● What is required: The listing below should be printed exactly, though its pictures must not be.
[Start of section]
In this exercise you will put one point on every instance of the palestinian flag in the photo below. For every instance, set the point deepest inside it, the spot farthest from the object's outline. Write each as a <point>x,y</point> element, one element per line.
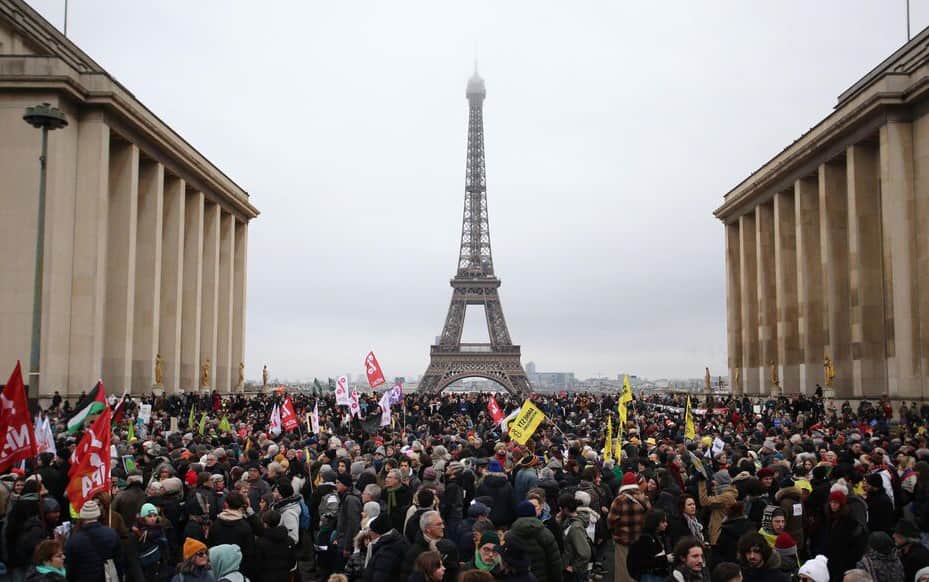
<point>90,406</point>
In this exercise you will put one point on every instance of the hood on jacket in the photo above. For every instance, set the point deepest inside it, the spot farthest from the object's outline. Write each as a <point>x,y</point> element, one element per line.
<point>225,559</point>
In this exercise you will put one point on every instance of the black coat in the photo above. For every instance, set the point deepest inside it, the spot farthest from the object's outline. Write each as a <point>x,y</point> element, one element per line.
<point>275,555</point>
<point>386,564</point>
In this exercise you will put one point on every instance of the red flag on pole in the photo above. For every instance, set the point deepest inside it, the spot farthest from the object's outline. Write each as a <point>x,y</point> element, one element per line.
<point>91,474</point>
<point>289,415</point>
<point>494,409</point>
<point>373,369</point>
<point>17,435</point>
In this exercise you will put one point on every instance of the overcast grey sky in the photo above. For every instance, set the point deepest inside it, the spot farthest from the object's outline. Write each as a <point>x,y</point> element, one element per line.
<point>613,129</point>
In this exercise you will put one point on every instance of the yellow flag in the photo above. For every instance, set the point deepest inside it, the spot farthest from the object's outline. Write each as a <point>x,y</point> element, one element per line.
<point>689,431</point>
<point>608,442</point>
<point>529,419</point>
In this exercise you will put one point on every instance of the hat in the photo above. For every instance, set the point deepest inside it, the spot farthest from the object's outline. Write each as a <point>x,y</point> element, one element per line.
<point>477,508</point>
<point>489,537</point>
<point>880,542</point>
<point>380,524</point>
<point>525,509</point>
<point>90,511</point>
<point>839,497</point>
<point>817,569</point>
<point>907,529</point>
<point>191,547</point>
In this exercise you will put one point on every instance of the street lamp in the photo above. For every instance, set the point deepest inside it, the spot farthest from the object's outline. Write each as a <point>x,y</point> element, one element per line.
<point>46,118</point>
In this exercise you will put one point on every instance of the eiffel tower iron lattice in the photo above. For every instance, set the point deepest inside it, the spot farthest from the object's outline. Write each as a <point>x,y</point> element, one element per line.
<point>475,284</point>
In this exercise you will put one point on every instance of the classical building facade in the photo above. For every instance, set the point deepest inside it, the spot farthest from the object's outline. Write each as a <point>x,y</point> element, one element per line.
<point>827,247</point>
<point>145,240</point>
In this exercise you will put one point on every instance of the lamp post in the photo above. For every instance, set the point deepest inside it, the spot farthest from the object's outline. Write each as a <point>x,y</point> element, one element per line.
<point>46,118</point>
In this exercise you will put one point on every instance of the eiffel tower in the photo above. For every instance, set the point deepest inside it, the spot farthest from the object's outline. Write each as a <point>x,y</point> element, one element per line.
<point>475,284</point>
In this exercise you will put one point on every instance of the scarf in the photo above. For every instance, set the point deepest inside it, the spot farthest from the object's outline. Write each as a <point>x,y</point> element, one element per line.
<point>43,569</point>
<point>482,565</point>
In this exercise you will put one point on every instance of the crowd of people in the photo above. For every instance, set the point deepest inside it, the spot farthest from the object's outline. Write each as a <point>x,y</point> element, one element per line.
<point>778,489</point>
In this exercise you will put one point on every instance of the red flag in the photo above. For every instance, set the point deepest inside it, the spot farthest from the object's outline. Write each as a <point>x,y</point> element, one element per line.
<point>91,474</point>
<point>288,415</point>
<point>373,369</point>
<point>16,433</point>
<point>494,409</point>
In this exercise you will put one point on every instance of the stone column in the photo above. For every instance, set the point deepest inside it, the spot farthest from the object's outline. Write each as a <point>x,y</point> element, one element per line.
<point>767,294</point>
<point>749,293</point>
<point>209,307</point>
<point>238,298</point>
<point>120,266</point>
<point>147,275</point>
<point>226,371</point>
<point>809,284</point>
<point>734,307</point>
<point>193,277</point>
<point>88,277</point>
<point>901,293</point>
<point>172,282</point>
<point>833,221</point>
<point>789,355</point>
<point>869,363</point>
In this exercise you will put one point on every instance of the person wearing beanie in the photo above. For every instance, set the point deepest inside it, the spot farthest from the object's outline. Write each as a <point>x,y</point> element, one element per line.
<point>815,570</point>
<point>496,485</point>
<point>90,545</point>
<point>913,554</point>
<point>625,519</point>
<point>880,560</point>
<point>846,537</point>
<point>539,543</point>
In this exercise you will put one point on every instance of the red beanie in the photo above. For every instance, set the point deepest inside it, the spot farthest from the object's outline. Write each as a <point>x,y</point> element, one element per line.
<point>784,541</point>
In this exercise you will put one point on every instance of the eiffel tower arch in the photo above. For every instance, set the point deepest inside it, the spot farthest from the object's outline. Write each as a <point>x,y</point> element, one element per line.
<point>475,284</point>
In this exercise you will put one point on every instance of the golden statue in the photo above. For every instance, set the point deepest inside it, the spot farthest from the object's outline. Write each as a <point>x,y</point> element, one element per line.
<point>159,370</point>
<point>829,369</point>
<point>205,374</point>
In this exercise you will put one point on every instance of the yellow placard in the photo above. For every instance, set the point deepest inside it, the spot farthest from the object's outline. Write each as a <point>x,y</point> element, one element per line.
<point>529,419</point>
[End of section]
● Result:
In this exercise you will put one point on every instance of the palestinian flag in the photo below. For every instance, set the point deepest inside it, the spot farthest from the object's outline. Write each as a <point>x,y</point> element, one element per line.
<point>90,406</point>
In this exercise you will put one point on every instance of the hood on jacket in the photo above. For every instance, set the point deepest inside it, the spot farthest from the object's outline. Write each as a <point>x,y</point> element, one element per line.
<point>225,559</point>
In this exercise you will put one point on every instance of the black coat in the photo above. For every instance, set the point deepest inside it, the spot farthest from the object's outline. Write each as a <point>x,y</point> element, one element per line.
<point>275,555</point>
<point>386,564</point>
In this exercise you will put one point on every instance of the red flag on pole in the photo above. For every instance, set the point deepest inside it, the spot farthest from the object's outline. Write each as a <point>x,y</point> element, one element per line.
<point>91,474</point>
<point>289,415</point>
<point>494,409</point>
<point>373,369</point>
<point>17,435</point>
In this exercise you will put one point on every instance of the overcast grey sky in the photo above. For every instance, set the point deepest inside it, the spot farthest from the object's outline. Write each as a <point>x,y</point> element, one element per line.
<point>613,129</point>
In this exercise you will put one point on every instance of the yellow flag in the photo above. For every instance, set the point deepest inside it, the spot farthest from the object's outline. Write each as a <point>x,y</point> element, one element per line.
<point>689,431</point>
<point>608,442</point>
<point>529,419</point>
In this exercise you will put one point on every instance of the hat in the photo above. For every instance, set the point deepest inside it, the spot farthest from the object's outline. Write each as a <point>x,y</point> element, one element per line.
<point>477,508</point>
<point>489,537</point>
<point>880,542</point>
<point>380,524</point>
<point>525,509</point>
<point>90,511</point>
<point>839,497</point>
<point>817,569</point>
<point>907,529</point>
<point>191,547</point>
In this exercise you will put one point on every instance of the street lamp in the photo above. For every instance, set the point deepest inside it, the spot farthest from the object's outline. Write each as a <point>x,y</point> element, one element per line.
<point>46,118</point>
In this exercise you will put one point on every instance of the eiffel tower iron lattice in the photo above. For every instance, set the point deepest inside it, the spot farthest from the object's outline. Write each as a <point>x,y</point> element, one element per line.
<point>475,284</point>
In this exercise you will put one point on every instance of the classical building facade in the photo above. For every instance, set the point deepest inside it, the spot farthest from the object's outline. Write each as a <point>x,y</point> element, one element per line.
<point>827,247</point>
<point>145,240</point>
In this exercise you will put one point on every instance of the lamp post in the photo above. For every instance, set the point deepest inside it, the spot farthest from the object's outline. Write each as a <point>x,y</point> element, one element per line.
<point>46,118</point>
In this exercise you will put one point on every instance of the eiffel tower in the photo above. For every instance, set the point deepest inside it, the spot farthest from the object's outline. Write each as a <point>x,y</point> element, one element per line.
<point>475,284</point>
In this exercise you will put one point on every instance of the scarf in the photo above. For every instance, set the point deepest inside it, the spot farthest from the object's outline. Write each as a <point>x,y</point> element, one element per line.
<point>43,569</point>
<point>482,565</point>
In this exercise you will put one point on every instance of the crowd of people in the photo above. For every instance, set the point deepest inside it, the spot farthest from the object's outline. Write each as a <point>x,y</point> element, one element per line.
<point>778,489</point>
In this exercise you will put one point on every instance of the red flag in the photo above. For every instance, set the point deepest inside it, the spot farthest from the object's outline. Write each as a <point>x,y</point> element, one element per line.
<point>91,474</point>
<point>288,415</point>
<point>373,369</point>
<point>16,433</point>
<point>494,409</point>
In this exercise you will put one point on every instance of the stone column in the photo above. For every instance, set the point deepest inside it, the spot farthest from the object's outline. Write each as a <point>x,y</point> element, one element per line.
<point>767,294</point>
<point>749,293</point>
<point>209,307</point>
<point>238,298</point>
<point>120,266</point>
<point>147,275</point>
<point>226,371</point>
<point>809,284</point>
<point>734,307</point>
<point>193,277</point>
<point>88,277</point>
<point>901,293</point>
<point>172,282</point>
<point>833,221</point>
<point>789,355</point>
<point>869,363</point>
In this exercise you will put one point on every instance of the person wearing beanie in the photo above. For every instance, set the point deepest inside it, the spot farthest from the object's outline. Write each as a <point>x,y</point> element, one element per line.
<point>815,570</point>
<point>496,485</point>
<point>90,545</point>
<point>913,554</point>
<point>625,519</point>
<point>880,560</point>
<point>846,537</point>
<point>539,543</point>
In this exercise you will put one point on every instance of the red beanie in the photo above. For every instance, set the point deepest inside it, the spot farthest from the object's outline. Write each as a <point>x,y</point> element, one element per line.
<point>784,541</point>
In this exercise you will put one point on every instance of the eiffel tower arch in the photo above. For every instance, set the point deepest inside it, the spot farthest from the object's outline. Write each as a <point>x,y</point> element, one element per line.
<point>475,284</point>
In this exercise you will put one point on every instance of the golden statue in the photo above. For every instance, set the point deepest inside it, the spot farthest from the object's outline. Write each as a <point>x,y</point> element, one element per line.
<point>159,370</point>
<point>829,369</point>
<point>205,374</point>
In this exercise you will put one point on every instance of the yellow placard in the photo above. For every instance, set the point deepest inside it, the spot farthest from the object's outline. Write each as a <point>x,y</point> element, one element per line.
<point>529,419</point>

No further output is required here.